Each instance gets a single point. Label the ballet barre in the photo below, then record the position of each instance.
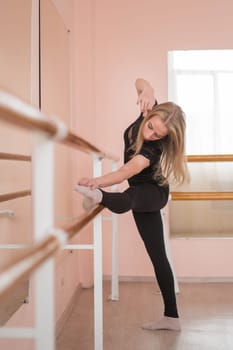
(12, 156)
(204, 195)
(46, 131)
(13, 195)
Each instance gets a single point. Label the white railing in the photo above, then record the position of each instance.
(49, 239)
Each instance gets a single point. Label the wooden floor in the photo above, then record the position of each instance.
(206, 312)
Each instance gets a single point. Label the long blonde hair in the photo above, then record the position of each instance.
(173, 165)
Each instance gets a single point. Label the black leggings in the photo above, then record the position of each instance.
(145, 201)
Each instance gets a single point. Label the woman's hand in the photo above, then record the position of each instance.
(89, 182)
(146, 98)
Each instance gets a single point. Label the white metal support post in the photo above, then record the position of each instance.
(115, 279)
(43, 217)
(98, 274)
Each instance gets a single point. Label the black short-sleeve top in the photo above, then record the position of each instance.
(150, 149)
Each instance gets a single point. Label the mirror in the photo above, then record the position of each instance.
(15, 73)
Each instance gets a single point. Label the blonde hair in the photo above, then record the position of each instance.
(173, 165)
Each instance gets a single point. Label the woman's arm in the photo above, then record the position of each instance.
(131, 168)
(146, 98)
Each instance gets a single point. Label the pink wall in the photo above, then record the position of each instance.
(120, 41)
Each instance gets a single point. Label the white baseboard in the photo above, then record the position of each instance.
(180, 279)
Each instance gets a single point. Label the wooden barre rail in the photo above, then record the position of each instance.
(182, 196)
(210, 158)
(12, 156)
(22, 267)
(15, 111)
(13, 195)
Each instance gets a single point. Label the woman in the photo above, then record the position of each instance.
(154, 155)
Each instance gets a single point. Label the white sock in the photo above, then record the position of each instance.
(91, 197)
(168, 323)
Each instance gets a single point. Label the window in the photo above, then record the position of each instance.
(201, 82)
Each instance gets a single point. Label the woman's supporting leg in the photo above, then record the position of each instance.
(150, 227)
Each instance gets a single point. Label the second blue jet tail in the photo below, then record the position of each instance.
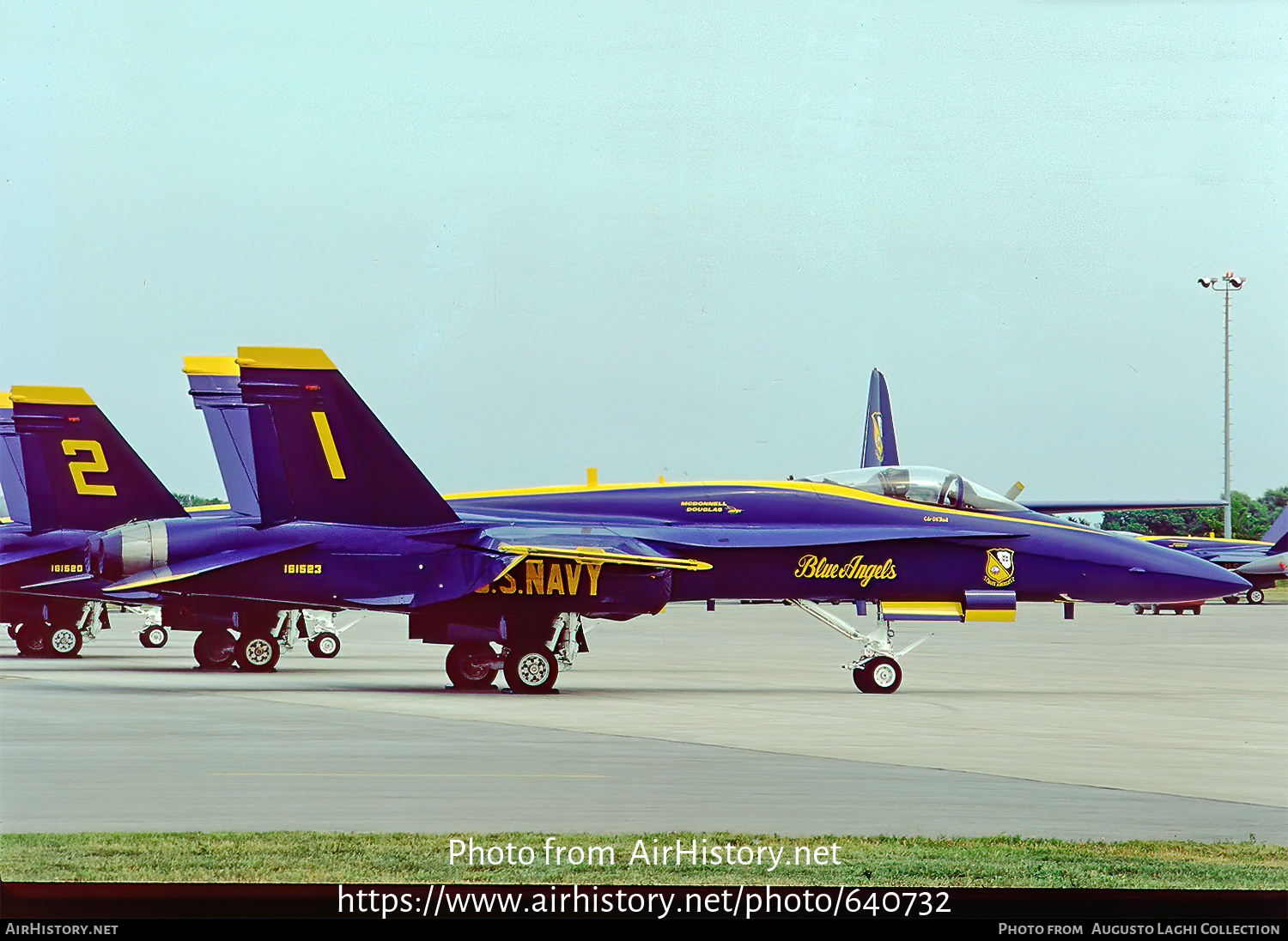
(321, 453)
(80, 472)
(878, 445)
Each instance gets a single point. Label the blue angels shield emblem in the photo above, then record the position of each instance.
(999, 567)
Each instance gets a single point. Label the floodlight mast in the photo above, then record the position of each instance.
(1228, 282)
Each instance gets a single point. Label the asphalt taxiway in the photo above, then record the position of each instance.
(1112, 726)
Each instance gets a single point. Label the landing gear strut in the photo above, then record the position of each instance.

What is needed.
Once you find the line containing "Each instance gets a single point. Label the second", retype it and every line after it through the last line of the records above, exactly. Add nothing else, and leave out the pictures.

Exercise output.
Each instance gets a single point. Label the second blue jet tail in the photo below, then record the position of each instance.
(321, 453)
(80, 472)
(878, 445)
Each instance gets a single point. Label the blue angels shield emblem in the photo above, then record the position of each instance.
(999, 567)
Each instance gets a single point. Label the floodlight mast in the photo above, then record the position of each instance.
(1228, 282)
Each instance gets a single point. Label the asphalt taxiway in the photo above, then record the position of each instance.
(1112, 726)
Each instance gets a single point. Label the landing gear strut in the photo above, then record the position of each instance.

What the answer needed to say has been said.